**Task goal:**
Reproduce each of the following records verbatim, line by line.

**The input:**

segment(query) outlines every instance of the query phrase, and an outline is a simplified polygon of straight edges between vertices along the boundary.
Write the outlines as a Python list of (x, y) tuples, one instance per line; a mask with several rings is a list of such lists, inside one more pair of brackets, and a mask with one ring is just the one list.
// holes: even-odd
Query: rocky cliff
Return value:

**Written solution:**
segment(query) outlines every instance of the query phrase, and an outline is a simplified polygon of straight edges between vertices along the boundary.
Write the outlines as a Python list of (x, y) tuples, one instance per line; a mask with several rings is a list of such lists, inside one more pair of brackets, and a mask with one ring is just the one list.
// holes: even-odd
Query: rocky cliff
Return value:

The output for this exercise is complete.